**** TEXT PROVIDED

So this is it! Sunday! The final day of Lara Means Week! A thank you to Alison Nastasi, MR Sellars, Joselyn Roja, DiRT, Steve Katzenmoyer, James Wong, myself (of course), Troy Foreman and of course, Kristen Cloke. Thanks to all the people who have supported this week - including those of you in Twitter and Facebook land.
We'll be announcing the winners of this week's competition for the signed season 2 box-set and the signed photo tomorrow.
We'll leave you with the feature of the week, the exclusive interview with Lara Means herself, Kristen Cloke.
If you can't see the above player, or the player refuses to play ball (as can happen on IE browsers), you can download the MP3 here, or sign-up and download from ITunes - search for "Millennium Group Sessions".
Comments (8) | 5:28 PM
Saturday arrives, and what better way to enjoy a Saturday than with a chatty, energised and thought provoking video-blog on Lara Means? Really, what better way?
Well sit back with your coffee/green tea/ethenol/water and listen to the wise words of our BacktoFrankBlack regular voice n' mask, DiRT.
Tomorrow we have the last day in our Lara Means week with a feature length interview with Lara Means herself: Kristen Cloke. Stay tuned.

********

> TASKS AND EXERCISES:
1/ Duplicate the stretch of the Lara Means Week post from "We'll be announcing" through "n' mask, DiRT.".
2/ Name the words the Lara Means Week post uses to describe the Saturday video-blog on Lara Means.
3/ Resume the Lara Means Week post, picking up right after its last sentence.

**** GIVEN INFORMATION

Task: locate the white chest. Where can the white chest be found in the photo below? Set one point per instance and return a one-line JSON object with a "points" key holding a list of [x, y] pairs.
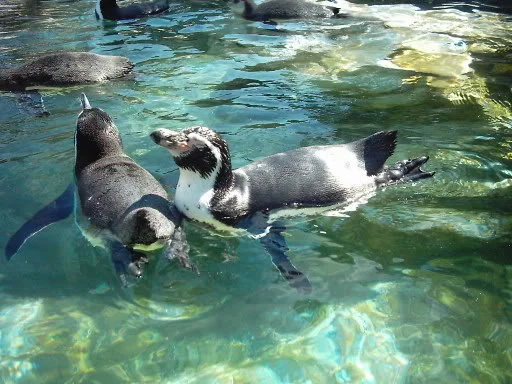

********

> TASK-BY-TASK RESULTS:
1/
We'll be announcing the winners of this week's competition for the signed season 2 box-set and the signed photo tomorrow.
We'll leave you with the feature of the week, the exclusive interview with Lara Means herself, Kristen Cloke.
If you can't see the above player, or the player refuses to play ball (as can happen on IE browsers), you can download the MP3 here, or sign-up and download from ITunes - search for "Millennium Group Sessions".
Comments (8) | 5:28 PM
Saturday arrives, and what better way to enjoy a Saturday than with a chatty, energised and thought provoking video-blog on Lara Means? Really, what better way?
Well sit back with your coffee/green tea/ethenol/water and listen to the wise words of our BacktoFrankBlack regular voice n' mask, DiRT.

2/ chatty, energised, thought provoking

3/
Comments (2) | 3:02 AM
Friday brings us more music - this time an original piece of music dedicated to youknowwho. I warn you, this is a catchy psychedelic slice of aural homage that you're bound to be humming for days to come. This is the work of Steve Katzenmoyer, and I hope you'll find time to leave thanks for his original and exclusive offering to the week in the usual manner. Enjoy! Press "play" or download directly (MP3)!
To finish off the working week, we must throw out a thank you to the UK Horror Channel for supporting us this week - those in the UK, be reminded that Millennium runs on the channel at 20.00 weekdays. Please support them as they support Millennium - and spread the word! www.horrorchannel.co.uk - go visit!
Finally, one more offering to finish off Friday - another wallpaper - 1280x1024 (and for those who spotted by noobish mistake on the previous wallpaper, congrats - I've since corrected the error!). This one, Frank and Laura working side by side in one of the lighter exchanges they had in the show!
More tomorrow! (images again are thanks to Chrisnu)
Comments (5) | 4:47 PM
Today we do something a little different. When we approach writers to do work for our special weeks, we want their take on a given subject - to me, that is interesting that asking writers to simply gush in some "mean"ingless (punnn!) and dishonest dedication. Our next article is by paranormal/horror writer (The Rowan Gant Investigations) MR Sellars. We approached him to do an article about Lara Means this week and to our surprise - and excitement if I was honest - it is quite the opposite of Alison Nastasi's article on Tuesday.
We hope you enjoy Murv's introspection into Lara Means and that it proves a talking point for yourselves - feel free to leave your comments, ideas or even counter-arguments in the blog comments. I - and I imagine Murv also - would be fascinated to see what you think of his points of view.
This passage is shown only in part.